>> Begin Data

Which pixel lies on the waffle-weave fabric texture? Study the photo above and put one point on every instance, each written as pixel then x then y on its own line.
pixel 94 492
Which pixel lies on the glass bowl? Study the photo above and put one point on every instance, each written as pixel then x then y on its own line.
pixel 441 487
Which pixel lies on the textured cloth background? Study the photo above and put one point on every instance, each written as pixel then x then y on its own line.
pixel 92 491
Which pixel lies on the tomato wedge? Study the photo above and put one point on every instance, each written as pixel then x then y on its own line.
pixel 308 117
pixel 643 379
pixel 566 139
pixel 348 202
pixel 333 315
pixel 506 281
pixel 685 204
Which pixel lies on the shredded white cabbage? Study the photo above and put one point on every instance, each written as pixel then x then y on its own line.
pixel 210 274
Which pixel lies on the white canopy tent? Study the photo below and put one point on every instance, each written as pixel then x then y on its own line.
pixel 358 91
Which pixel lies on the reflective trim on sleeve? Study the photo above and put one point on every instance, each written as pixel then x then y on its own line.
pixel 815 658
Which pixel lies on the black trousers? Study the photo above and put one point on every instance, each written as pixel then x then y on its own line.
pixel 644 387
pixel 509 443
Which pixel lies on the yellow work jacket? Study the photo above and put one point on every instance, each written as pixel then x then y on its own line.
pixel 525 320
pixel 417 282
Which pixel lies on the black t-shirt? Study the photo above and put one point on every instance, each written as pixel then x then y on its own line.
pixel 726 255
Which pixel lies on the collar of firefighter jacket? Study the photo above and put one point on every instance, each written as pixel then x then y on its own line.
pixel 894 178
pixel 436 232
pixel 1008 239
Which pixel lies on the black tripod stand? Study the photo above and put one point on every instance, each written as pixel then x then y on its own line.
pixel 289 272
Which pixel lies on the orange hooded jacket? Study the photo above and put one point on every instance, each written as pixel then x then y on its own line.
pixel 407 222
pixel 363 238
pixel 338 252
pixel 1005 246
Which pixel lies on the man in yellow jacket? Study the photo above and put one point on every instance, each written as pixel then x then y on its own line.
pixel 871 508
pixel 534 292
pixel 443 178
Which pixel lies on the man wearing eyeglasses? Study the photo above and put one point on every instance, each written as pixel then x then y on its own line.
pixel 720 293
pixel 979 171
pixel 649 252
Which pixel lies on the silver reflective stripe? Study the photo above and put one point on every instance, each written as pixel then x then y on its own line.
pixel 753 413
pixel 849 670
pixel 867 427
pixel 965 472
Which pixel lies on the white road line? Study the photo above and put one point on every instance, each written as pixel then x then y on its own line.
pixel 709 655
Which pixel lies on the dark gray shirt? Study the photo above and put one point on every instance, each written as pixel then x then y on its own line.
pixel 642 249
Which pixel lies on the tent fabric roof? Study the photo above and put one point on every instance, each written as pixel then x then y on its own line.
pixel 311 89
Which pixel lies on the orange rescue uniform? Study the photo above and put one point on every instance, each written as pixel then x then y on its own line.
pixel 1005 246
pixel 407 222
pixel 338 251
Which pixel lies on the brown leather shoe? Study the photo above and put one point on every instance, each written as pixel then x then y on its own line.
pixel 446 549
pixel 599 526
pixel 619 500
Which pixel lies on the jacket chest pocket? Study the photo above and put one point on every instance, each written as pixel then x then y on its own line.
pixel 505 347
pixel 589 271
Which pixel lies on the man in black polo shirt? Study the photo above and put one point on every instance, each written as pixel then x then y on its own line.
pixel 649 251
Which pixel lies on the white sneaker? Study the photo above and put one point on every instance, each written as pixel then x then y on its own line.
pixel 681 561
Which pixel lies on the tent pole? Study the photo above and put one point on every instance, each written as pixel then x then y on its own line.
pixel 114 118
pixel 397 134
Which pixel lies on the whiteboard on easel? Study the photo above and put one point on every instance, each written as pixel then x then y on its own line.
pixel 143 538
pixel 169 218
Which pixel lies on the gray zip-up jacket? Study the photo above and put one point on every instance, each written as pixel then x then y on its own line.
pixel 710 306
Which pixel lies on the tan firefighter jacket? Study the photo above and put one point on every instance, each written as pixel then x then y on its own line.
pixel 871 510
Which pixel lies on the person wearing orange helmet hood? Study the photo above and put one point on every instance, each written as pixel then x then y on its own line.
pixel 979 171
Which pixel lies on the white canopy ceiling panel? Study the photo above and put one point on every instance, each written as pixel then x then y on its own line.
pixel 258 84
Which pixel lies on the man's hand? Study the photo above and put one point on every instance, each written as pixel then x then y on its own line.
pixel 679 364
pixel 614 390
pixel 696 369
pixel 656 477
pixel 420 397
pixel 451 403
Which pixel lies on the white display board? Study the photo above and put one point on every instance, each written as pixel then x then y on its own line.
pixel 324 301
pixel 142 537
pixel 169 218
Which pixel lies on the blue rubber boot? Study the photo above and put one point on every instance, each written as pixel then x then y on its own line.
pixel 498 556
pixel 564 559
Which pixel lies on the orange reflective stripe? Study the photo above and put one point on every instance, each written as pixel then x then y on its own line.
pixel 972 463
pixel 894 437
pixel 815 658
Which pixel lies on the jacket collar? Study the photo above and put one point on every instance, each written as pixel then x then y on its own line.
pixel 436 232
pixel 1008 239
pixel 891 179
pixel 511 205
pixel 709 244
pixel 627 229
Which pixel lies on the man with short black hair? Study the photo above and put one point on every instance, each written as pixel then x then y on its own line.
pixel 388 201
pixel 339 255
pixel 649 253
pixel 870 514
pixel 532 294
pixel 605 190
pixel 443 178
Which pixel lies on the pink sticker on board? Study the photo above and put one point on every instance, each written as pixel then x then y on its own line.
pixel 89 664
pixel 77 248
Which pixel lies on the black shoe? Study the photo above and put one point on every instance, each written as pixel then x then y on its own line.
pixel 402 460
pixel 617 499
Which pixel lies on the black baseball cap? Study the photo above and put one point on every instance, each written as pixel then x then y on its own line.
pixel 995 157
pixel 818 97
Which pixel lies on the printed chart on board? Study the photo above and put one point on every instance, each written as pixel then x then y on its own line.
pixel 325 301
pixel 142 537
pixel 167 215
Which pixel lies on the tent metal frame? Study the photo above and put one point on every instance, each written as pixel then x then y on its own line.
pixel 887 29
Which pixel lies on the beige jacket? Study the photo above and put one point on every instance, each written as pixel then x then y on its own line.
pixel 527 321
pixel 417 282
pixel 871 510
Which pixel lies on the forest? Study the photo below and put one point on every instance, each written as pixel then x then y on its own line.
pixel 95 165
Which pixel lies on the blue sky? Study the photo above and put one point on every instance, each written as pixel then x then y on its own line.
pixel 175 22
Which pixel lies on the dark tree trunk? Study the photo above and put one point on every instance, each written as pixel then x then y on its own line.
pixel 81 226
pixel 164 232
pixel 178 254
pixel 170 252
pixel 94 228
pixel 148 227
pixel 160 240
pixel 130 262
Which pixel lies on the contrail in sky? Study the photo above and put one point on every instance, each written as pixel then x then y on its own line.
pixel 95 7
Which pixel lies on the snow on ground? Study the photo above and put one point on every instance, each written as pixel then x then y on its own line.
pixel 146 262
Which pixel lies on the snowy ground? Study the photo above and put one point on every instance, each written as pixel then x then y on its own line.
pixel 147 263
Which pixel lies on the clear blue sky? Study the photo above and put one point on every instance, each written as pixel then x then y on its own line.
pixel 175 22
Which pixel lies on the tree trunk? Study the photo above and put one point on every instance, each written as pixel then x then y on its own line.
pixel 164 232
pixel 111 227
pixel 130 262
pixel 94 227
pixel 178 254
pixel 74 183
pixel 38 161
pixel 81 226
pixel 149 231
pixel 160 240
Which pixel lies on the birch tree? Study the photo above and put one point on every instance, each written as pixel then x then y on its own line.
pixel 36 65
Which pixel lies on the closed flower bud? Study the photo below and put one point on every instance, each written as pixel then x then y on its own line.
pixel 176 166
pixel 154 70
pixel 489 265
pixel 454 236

>> End Data

### Requirement:
Reproduce the rows above, swapping "on its own line" for "on a separate line" wherever it occurs and leaving everything else unchanged.

### Solution to this task:
Which pixel lies on the waffle-weave fabric texture? Study the photo above and put one point on every instance, each written as pixel then x then y on a separate line.
pixel 94 492
Which pixel lies on the glass bowl? Study the photo above and put one point on every instance, each written as pixel then x then y on a separate line.
pixel 441 487
Which pixel lies on the textured cloth background? Study the photo above and put one point on every instance, each written as pixel then x then y on a separate line.
pixel 92 491
Which pixel lies on the tomato wedge? Study the photo above and put one point on every instance, each written as pixel then x then y on a separate line.
pixel 308 117
pixel 643 379
pixel 566 139
pixel 348 202
pixel 333 315
pixel 506 281
pixel 685 204
Which pixel lies on the shredded white cabbage? Study the photo above and put one point on every instance, each written as pixel then x then y on a separate line.
pixel 210 274
Which pixel lies on the white canopy tent? Study the photo below and put one point on every instance, each written as pixel then x then y on a separate line.
pixel 358 91
Which pixel lies on the reflective trim on sleeve? Study the photo above and put one point on every instance, each written as pixel then x then y on a separate line.
pixel 815 658
Which pixel lies on the black trousers? Study the photo above and put one point on every instance, each written as pixel then x then y on a separate line.
pixel 644 387
pixel 509 443
Which pixel lies on the yellow work jacket? Study the photo above and put one point on every instance, each written as pixel then x then y on a separate line.
pixel 525 320
pixel 417 282
Which pixel lies on the black t-shirt? Study the photo above and put one point on every instance, each written as pixel then x then y on a separate line.
pixel 726 255
Which pixel lies on the collar of firefighter jacket? Study the photo above and put one point on every instance, each written as pixel then x then y on a separate line.
pixel 894 178
pixel 436 232
pixel 1008 239
Which pixel lies on the black tripod stand? Study the photo above and put one point on every instance, each written as pixel then x then y on a separate line.
pixel 289 272
Which pixel lies on the orange hooded jacket? Study the photo above and put one point on every instance, each written as pixel then x then y on a separate line.
pixel 407 222
pixel 363 238
pixel 338 252
pixel 1005 246
Which pixel lies on the man in yellow jacket? Study the photo above and put one point on every instance, each written as pixel then x then y on a separate line.
pixel 871 508
pixel 534 292
pixel 443 178
Which pixel lies on the man wearing eyeglasses? Study the photo above and put one point on every instance, each written as pixel then x then y on a separate line.
pixel 720 293
pixel 979 171
pixel 649 252
Which pixel lies on the silver reflective stripe? Study the photo above and put one point on every instance, each written as pixel then x then y on a separate line.
pixel 753 413
pixel 849 670
pixel 867 427
pixel 965 472
Which pixel lies on the white road line? Study the photo above and put one point on every instance, each written as pixel then x then y on a separate line.
pixel 709 655
Which pixel lies on the dark gray shirt? Study the photo above and put one point on every instance, each written as pixel then x then y on a separate line.
pixel 642 249
Which pixel lies on the tent fabric roof? Study the photo above and put one point on every instance, each written as pixel then x then y on a separate line.
pixel 311 89
Which pixel lies on the orange rescue uniform? Study the photo above and put one point on every instance, each written as pixel then x then y on a separate line.
pixel 1005 246
pixel 407 222
pixel 338 251
Which pixel lies on the brown leather shoe? Study the photo above and put one point on every instance, each written as pixel then x then y on a separate line.
pixel 446 549
pixel 599 526
pixel 619 500
Which pixel lies on the jacket chest pocket? Study the photo above and put one point on every instance, each written as pixel then x then y on a separate line.
pixel 505 347
pixel 589 271
Which pixel lies on the man in black polo shirt? Study the photo above and put one point on every instance, each written as pixel then x then y on a separate line.
pixel 649 251
Which pixel lies on the white sneaker? Study the photo above and put one point on every instance, each written as pixel then x then y on a separate line.
pixel 681 561
Which pixel lies on the tent pole? Study the photo above and put one point on every instance, each written as pixel then x then y on a separate line.
pixel 114 118
pixel 397 134
Which pixel lies on the whiteboard on easel? Study the photo above and put one point on every instance, each written as pixel then x then y on a separate line.
pixel 143 538
pixel 169 218
Which pixel lies on the gray zip-up jacket? Study the photo above and put one point on every instance, each written as pixel then x then y on a separate line.
pixel 710 306
Which pixel lies on the tan firefighter jacket? Study the photo above and put one point on every instance, each written as pixel then x then y on a separate line.
pixel 871 510
Which pixel lies on the person wearing orange helmet hood? Study the photo above and put one point on every instance, each written as pixel then x then y on a separate line.
pixel 979 171
Which pixel lies on the white canopy ceiling panel? Study the photo above and put one point on every instance, each written as pixel then x then y on a separate line.
pixel 258 84
Which pixel lies on the man's hand? Study the photo above and put one point on every instance, each written as pixel then x then y on a separate line.
pixel 679 364
pixel 614 390
pixel 696 369
pixel 656 477
pixel 420 397
pixel 451 403
Which pixel lies on the white display board? Study the photo above and put one point on every instance, each written as pixel then x then y on a separate line.
pixel 324 301
pixel 142 537
pixel 169 218
Which pixel lies on the blue rubber boot? Study the photo above and put one point on every instance, each written as pixel then x then y on a separate line.
pixel 498 556
pixel 564 559
Which pixel lies on the orange reflective stripe? Study the photo above and put one point on every instance, each written as pixel then x then y on a separate line.
pixel 972 463
pixel 894 437
pixel 815 658
Which pixel lies on the jacket collar? Study the photo above and put one point on every instance, each written as pixel then x then y on a separate line.
pixel 436 232
pixel 1008 239
pixel 891 179
pixel 511 205
pixel 709 244
pixel 627 229
Which pixel lies on the man with short black hair? Study the photo above and put one point on every instance, each written as pixel then x then y on a separate line.
pixel 388 201
pixel 339 255
pixel 649 253
pixel 870 514
pixel 532 294
pixel 605 190
pixel 443 178
Which pixel lies on the pink sticker on board? Study the photo above and put one point on every instance, each written as pixel then x then y on a separate line.
pixel 89 664
pixel 77 248
Which pixel lies on the black shoe? Study the photo above and put one point on every instance, each written as pixel then x then y on a separate line.
pixel 402 460
pixel 617 499
Which pixel lies on the black baseball cap? Study the photo above and put one point on every instance, each written as pixel then x then y on a separate line.
pixel 995 157
pixel 818 97
Which pixel lies on the printed chart on board? Study the photo above and put one point on every instance, each written as pixel then x then y on a separate line.
pixel 325 301
pixel 142 537
pixel 167 215
Which pixel lies on the tent metal frame? Study the photo above and put one point on every instance, each written as pixel then x then y on a separate line.
pixel 887 29
Which pixel lies on the beige jacket? Study the photo above and put one point on every instance, each written as pixel then x then y on a separate line.
pixel 527 321
pixel 417 282
pixel 871 510
Which pixel lies on the forest? Study the photo below and put one point on every instance, each written as pixel then x then y on a separate line.
pixel 95 165
Which pixel lies on the blue sky? Study the photo above and put one point on every instance, each written as pixel then x then y on a separate line.
pixel 175 22
Which pixel lies on the dark tree trunk? Study the photo above and put one point on every instance, each written as pixel then x then y on a separate line.
pixel 81 226
pixel 164 232
pixel 178 254
pixel 170 252
pixel 94 228
pixel 148 227
pixel 160 240
pixel 130 262
Which pixel lies on the contrail in sky? Study the photo above and put one point on every instance, each written as pixel then x then y on a separate line.
pixel 95 7
Which pixel lies on the snow on ground? Study the photo above and put one point on every instance, each written as pixel then x then y on a separate line.
pixel 146 262
Which pixel lies on the snowy ground? Study the photo above and put one point on every instance, each written as pixel then x then y on a separate line.
pixel 147 263
Which pixel lies on the clear blue sky? Study the photo above and put one point on every instance, each written as pixel then x then y on a separate line.
pixel 175 22
Which pixel lies on the tree trunk? Study the photo above and put one point on every instance, each written as pixel then x then y on a separate line.
pixel 164 232
pixel 111 227
pixel 130 262
pixel 94 227
pixel 178 254
pixel 74 183
pixel 38 161
pixel 81 226
pixel 149 231
pixel 160 240
Which pixel lies on the birch tree? Study the photo above and put one point on every instance, each written as pixel then x then y on a separate line.
pixel 36 65
Which pixel lies on the closed flower bud? Study the photo below and put one point on every instance, each written as pixel then x then y on a separate line.
pixel 176 166
pixel 154 70
pixel 489 265
pixel 454 236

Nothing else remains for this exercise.